| Passage given |
>> start

Running Periodic Lambda Jobs with a CLI Command: A Deep Dive (Part 2)

Javi Aguirre

Aug 22, 2024 — 3 min read

Running Periodic Lambda Jobs with a CLI Command: A Deep Dive (Part 2)

In Part 1, we explored how to create and run Lambda jobs using a CLI command. Now, let’s take a deeper dive into how AWS Lambda integrates with the AWS CDK (Cloud Development Kit) stack, and how this powerful combination leverages AWS infrastructure to automate job execution. We’ll also discuss how easy it is to create and deploy new jobs using the CDK.

AWS Infrastructure with CDK and Lambda

When you’re working with AWS services, the AWS CDK provides a high-level, code-centric approach to define your cloud infrastructure. This includes setting up AWS Lambda functions, VPCs, IAM roles, and event-driven triggers like CloudWatch Events (or EventBridge).

Setting Up the Lambda Function

The heart of our job runner is the Lambda function, which is responsible for executing the specified jobs. In the AWS CDK, this function is defined in the TaskExecutorStack class.

Here’s how the Lambda function is set up:

import os
from aws_cdk import aws_ec2, aws_iam, aws_lambda, aws_logs
from myapp.config import Config, SERVICE, AWSPolicyService


def task_executor(
    scope: Construct, config: Config, vpc: aws_ec2.Vpc
) -> aws_lambda.Function:
    _lambda_role = aws_iam.Role(
        scope,
        "task_executor_lambda_role",
        assumed_by=aws_iam.ServicePrincipal(service="lambda"),
        role_name="task-executor-lambda-role",
        managed_policies=[
            aws_iam.ManagedPolicy.from_aws_managed_policy_name(
                "service-role/AWSLambdaBasicExecutionRole"
            ),
            aws_iam.ManagedPolicy.from_aws_managed_policy_name(
                "service-role/AWSLambdaVPCAccessExecutionRole"
            ),
        ],
    )

    AWSPolicyService.add_policies(_lambda_role, policies)

    _lambda = aws_lambda.DockerImageFunction(
        scope,
        "task_executor_lambda",
        code=aws_lambda.DockerImageCode.from_image_asset(
            os.path.join(os.path.dirname(__file__), "./source"),
            file="Dockerfile.task_executor",
        ),
        description="Task Executor Lambda Function",
        function_name=f"XXXX_{config.stage}_task_executor",
        log_retention=aws_logs.RetentionDays.TWO_MONTHS,
        environment={
            "LOG_LEVEL": "INFO",
            "REGION": config.region,
            # Additional environment variables
        },
        timeout=Duration.minutes(5),
        memory_size=256,
        retry_attempts=0,
        role=_lambda_role,
        vpc=vpc,
    )
    return _lambda

Key Components

IAM Role and Policies:
- The Lambda function is assigned an IAM role with the necessary permissions to interact with other AWS services (e.g., S3, SQS, Secrets Manager).

>> end

Quote the Lambda and CDK post, from "IAM Role and" up to and including "SQS, Secrets Manager).". Please note that the listing has nothing to do with this.

Records from a point-labeling set:

>> start

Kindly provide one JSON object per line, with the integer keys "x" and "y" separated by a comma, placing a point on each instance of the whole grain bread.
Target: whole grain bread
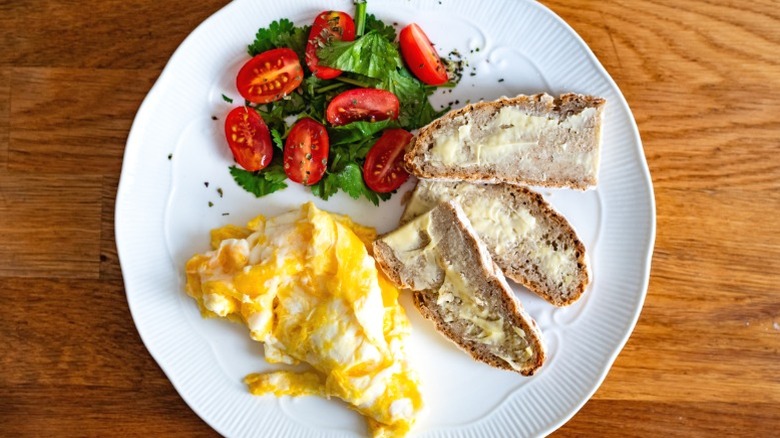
{"x": 458, "y": 287}
{"x": 532, "y": 243}
{"x": 529, "y": 140}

>> end

| Exercise result |
IAM Role and Policies:
- The Lambda function is assigned an IAM role with the necessary permissions to interact with other AWS services (e.g., S3, SQS, Secrets Manager).